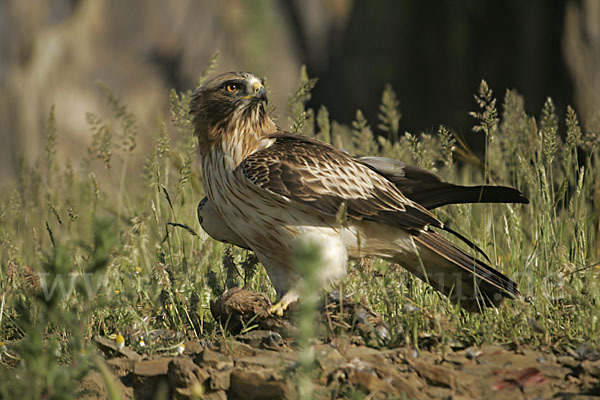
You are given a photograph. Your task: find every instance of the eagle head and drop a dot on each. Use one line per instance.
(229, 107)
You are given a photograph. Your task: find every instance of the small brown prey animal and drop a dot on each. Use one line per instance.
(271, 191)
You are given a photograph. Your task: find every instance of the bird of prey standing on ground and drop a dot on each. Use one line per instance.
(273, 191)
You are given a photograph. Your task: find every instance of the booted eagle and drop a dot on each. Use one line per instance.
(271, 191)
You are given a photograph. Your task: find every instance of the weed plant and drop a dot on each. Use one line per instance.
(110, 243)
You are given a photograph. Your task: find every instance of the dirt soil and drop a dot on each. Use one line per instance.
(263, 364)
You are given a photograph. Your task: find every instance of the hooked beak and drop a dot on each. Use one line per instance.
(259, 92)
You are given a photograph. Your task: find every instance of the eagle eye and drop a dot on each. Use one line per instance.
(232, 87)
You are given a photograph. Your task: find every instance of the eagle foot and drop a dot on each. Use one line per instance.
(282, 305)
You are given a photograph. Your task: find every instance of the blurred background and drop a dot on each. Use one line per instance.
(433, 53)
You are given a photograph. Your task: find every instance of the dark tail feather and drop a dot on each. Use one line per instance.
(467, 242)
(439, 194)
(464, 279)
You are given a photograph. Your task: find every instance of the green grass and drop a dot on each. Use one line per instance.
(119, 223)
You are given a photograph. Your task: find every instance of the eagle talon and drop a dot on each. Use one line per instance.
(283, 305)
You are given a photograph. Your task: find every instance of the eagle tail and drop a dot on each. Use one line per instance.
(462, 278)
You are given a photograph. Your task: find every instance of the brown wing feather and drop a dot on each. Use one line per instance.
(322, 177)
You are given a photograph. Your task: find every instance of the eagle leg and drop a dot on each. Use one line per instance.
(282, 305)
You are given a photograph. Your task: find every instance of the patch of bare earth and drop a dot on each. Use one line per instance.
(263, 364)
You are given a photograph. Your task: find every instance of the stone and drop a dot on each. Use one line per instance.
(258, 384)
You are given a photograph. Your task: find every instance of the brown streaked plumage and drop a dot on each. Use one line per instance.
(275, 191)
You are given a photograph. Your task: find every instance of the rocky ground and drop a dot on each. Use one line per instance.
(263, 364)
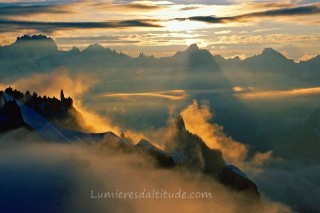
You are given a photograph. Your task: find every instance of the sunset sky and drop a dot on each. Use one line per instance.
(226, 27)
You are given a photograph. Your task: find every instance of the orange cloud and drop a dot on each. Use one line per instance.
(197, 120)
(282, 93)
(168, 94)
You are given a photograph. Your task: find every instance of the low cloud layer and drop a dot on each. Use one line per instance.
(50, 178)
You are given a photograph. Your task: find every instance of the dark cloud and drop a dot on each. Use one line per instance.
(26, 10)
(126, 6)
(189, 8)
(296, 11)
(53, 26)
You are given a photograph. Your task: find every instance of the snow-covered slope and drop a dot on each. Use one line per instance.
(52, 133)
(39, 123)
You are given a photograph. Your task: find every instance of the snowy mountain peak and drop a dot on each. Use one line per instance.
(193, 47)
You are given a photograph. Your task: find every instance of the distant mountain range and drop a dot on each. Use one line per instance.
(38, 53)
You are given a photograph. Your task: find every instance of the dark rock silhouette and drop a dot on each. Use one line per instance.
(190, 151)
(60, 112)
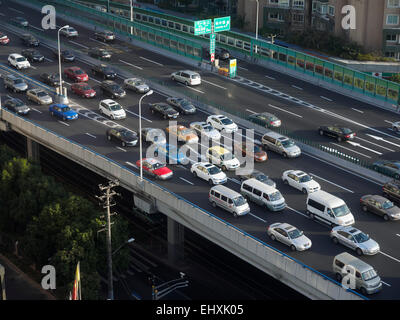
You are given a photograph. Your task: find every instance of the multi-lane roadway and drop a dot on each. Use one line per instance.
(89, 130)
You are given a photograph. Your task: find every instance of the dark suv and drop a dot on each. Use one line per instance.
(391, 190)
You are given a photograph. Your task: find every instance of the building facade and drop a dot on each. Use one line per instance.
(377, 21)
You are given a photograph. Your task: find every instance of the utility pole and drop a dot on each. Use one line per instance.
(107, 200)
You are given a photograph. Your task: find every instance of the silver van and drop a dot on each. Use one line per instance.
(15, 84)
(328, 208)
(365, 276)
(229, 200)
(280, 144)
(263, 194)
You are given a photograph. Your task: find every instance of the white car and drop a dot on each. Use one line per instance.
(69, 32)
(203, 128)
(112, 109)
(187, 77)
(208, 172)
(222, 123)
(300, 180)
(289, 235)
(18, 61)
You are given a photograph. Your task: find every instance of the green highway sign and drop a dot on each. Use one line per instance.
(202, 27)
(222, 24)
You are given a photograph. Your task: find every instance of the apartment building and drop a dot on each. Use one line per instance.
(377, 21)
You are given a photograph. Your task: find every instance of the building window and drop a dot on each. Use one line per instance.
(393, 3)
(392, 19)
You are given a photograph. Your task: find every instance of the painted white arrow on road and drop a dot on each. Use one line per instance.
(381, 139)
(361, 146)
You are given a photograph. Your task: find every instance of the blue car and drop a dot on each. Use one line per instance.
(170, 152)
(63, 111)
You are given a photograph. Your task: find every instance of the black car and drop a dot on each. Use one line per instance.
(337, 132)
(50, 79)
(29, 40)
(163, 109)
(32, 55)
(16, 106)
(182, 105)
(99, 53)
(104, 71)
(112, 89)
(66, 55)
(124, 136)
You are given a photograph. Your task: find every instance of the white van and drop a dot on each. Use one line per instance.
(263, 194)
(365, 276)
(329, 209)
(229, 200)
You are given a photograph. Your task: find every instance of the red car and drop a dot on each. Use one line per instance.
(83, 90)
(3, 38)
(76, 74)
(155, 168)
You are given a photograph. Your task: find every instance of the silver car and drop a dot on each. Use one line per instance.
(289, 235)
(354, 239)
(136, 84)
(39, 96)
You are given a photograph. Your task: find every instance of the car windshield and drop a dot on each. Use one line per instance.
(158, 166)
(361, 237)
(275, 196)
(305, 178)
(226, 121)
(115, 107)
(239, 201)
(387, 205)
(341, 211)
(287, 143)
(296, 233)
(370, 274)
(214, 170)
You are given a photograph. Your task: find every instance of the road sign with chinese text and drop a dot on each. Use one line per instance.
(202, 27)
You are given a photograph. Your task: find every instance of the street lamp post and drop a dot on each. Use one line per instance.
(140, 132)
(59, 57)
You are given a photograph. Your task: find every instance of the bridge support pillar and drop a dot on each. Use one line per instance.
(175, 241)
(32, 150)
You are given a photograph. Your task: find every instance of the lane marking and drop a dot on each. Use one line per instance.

What the task asks: Leaving the pictures out, output each line of the listing exactly.

Exercise result:
You are given a photograph. Your task: find every instance of the eagle head and drop a dot on each. Use one line per instance.
(229, 107)
You are given a photograph. Your task: find every instance of the small brown prey animal and drop a dot on each. Use one line per instance.
(271, 191)
You are given a photograph. Your task: find every instance of the bird of prey standing on ground and drop a dot on each. Use one line per instance.
(273, 191)
You are given a photograph. Your task: find every instance of the booted eagle and drop a dot on each. Use one line per instance.
(271, 191)
You are given a photograph. Your task: find every instance of the weed plant and drop a dot on each. Use one line per instance.
(110, 243)
You are given a photograph. Your task: find every instance of the dirt soil and drop a dot on each. Use one line per instance.
(263, 364)
You are given a photograph. Your task: find every instance of the hooked beak and drop a dot on each. Use one line per instance.
(259, 92)
You are given a photograph. Your task: find every instance of the eagle eye and drop a dot on each. Use one line per instance.
(232, 87)
You are given a photograph. Your task: find every instance of the eagle foot and drop a dot on each. Use one line per instance.
(282, 305)
You are given a photograph. Your task: find every instance of the blurred background and drop a dot on each. Use one line per instance.
(433, 53)
You are given a photograph. Your task: find every instance of the dark tail feather and drop a dot on each. Use one line per instance.
(467, 242)
(439, 194)
(464, 279)
You are given a photograph. Your task: find every instance of the green grass and drop a dot on each. Use one line per instance.
(119, 223)
You are given a photograph. Your task: find every instance of the eagle talon and drop a dot on each. Use one line per instance.
(283, 305)
You are given a photograph. Your task: find every instance of the eagle tail and drop a dot on each. Use one line per instance.
(462, 278)
You are given a photograph. Your task: find every instance of the brown wing feather and drop a dot on each. Use one line per instance.
(322, 177)
You are given a photograph. Your task: find every instance of the eagle leg and drop a dot on each. Use one line per instance.
(282, 305)
You are given a photograph. Your task: find every instance of the patch of bare earth and drop a dot on each. Use one line per instance.
(263, 364)
You are given a photograph. Your task: find every instance of the stone and drop a dot on each. Use one line per instance.
(258, 384)
You are given a photograph. Your task: find every instance of the brown streaked plumage and drop a dot on each. Use one line per instance.
(275, 191)
You are given a photograph. Your task: find every instance of the rocky ground and drop a dot on each. Use one line per instance.
(263, 364)
You are given a photograph. Your task: find every instance of the sunset sky and drop a dot on each. Use one line per instance.
(226, 27)
You are given a photograph. Your task: find every instance of the orange cloud and drop a dot on each. Use one line per instance.
(197, 120)
(282, 93)
(168, 94)
You are given a photograph. Your task: find every instance of the low cloud layer and drop a dot on each. Use one line per instance.
(50, 178)
You are given a photograph. Your task: find every instance of the dark cloud and drop a dot on each. Use one line per instance.
(26, 10)
(126, 6)
(189, 8)
(296, 11)
(53, 26)
You are given a photograph. Your task: find every instance of the snow-covered slope and drop a dot on each. Use one line per instance.
(52, 133)
(39, 123)
You are given a photograph. Your task: find every instance of the snowy mountain peak and drop a dot on each. Use one line per instance.
(193, 47)
You are given a photograph. Your task: find every instance of the distant mountain range and drop a dot on each. Use one line per instance.
(38, 53)
You are given a photograph. Your task: find every instance of the dark rock silhouette and drop a dot on each. Use one line per instance.
(190, 151)
(60, 112)
You are given a photograph. Your task: find every instance of the multi-lane roadway and drop a dot on each. Use one line per instance.
(89, 130)
You are given a photograph. Your task: find every instance of the dark suv and drop a dot on each. Use one line per instance.
(391, 190)
You are given a photograph. Your task: find every instance of the building facade and drop a dot on each. Use one line per instance.
(377, 21)
You are given a photograph. Your task: find every instance of the utility pole and drop a dot on each. Use one line per instance.
(107, 200)
You are given a photograph. Your task: find every instance of the silver van and drop a dot on each. Use one line per instance.
(15, 84)
(328, 208)
(365, 276)
(229, 200)
(280, 144)
(263, 194)
You are given a photograph. Your task: find every instance of the white car and drop a dot on each. Use one line per instance.
(69, 32)
(203, 128)
(112, 109)
(187, 77)
(208, 172)
(222, 123)
(300, 180)
(289, 235)
(18, 61)
You are given a photograph. Your task: find every instance of the green highway sign and drop a dot on each. Use one line per instance.
(202, 27)
(222, 24)
You are given a photograph. Your task: find every instance of the apartment building and drop a dot on each. Use one line per instance.
(377, 21)
You are given a photograph. Your task: find every instance of the building window and drop a dot on each. Use one line per instance.
(393, 3)
(392, 19)
You are given a photograph. Your task: find every instance of the painted white arrow on road and drop a dot on each. Use one line per instance.
(381, 139)
(361, 146)
You are given a photograph. Your task: find every instance of the blue car and drop a dot on each. Use one line per instance.
(170, 152)
(63, 111)
You are given a photograph. Your task: find every instance of the black car and drop a dot on each. Use one line per instance.
(337, 132)
(50, 79)
(29, 40)
(163, 109)
(32, 55)
(16, 106)
(182, 105)
(99, 53)
(104, 71)
(112, 89)
(66, 55)
(124, 136)
You are given a photograph. Your task: find every instance of the white van and drop a dot on each. Use one line per instance.
(263, 194)
(365, 276)
(329, 209)
(229, 200)
You are given a photograph. Your task: find every instance of the red car and drop a dot on each. Use one line per instance.
(83, 90)
(3, 38)
(76, 74)
(155, 168)
You are given a photograph. Your task: find every instance of the silver car and drop a dot on each. Use one line per instance.
(289, 235)
(354, 239)
(136, 84)
(39, 96)
You are given a photograph. Your task: find every instance of the car windshield and drop a dot on each. Use one line per instance.
(158, 166)
(361, 237)
(275, 196)
(305, 178)
(226, 121)
(115, 107)
(239, 201)
(387, 205)
(341, 211)
(287, 143)
(296, 233)
(370, 274)
(214, 170)
You are given a photograph. Your task: find every instance of the road sign with chinese text and drop a dot on each. Use one line per instance.
(202, 27)
You are given a photograph. Your task: find every instance of the street lamp post and drop a dot on each. Use one line per instance.
(140, 132)
(59, 57)
You are given a photograph. Your task: find every instance of the bridge support pillar and drop a dot on each. Use one line per instance.
(175, 241)
(32, 150)
You are given a photograph. Your task: find every instance of the lane marking and drop a dot on each. Use one line per instance.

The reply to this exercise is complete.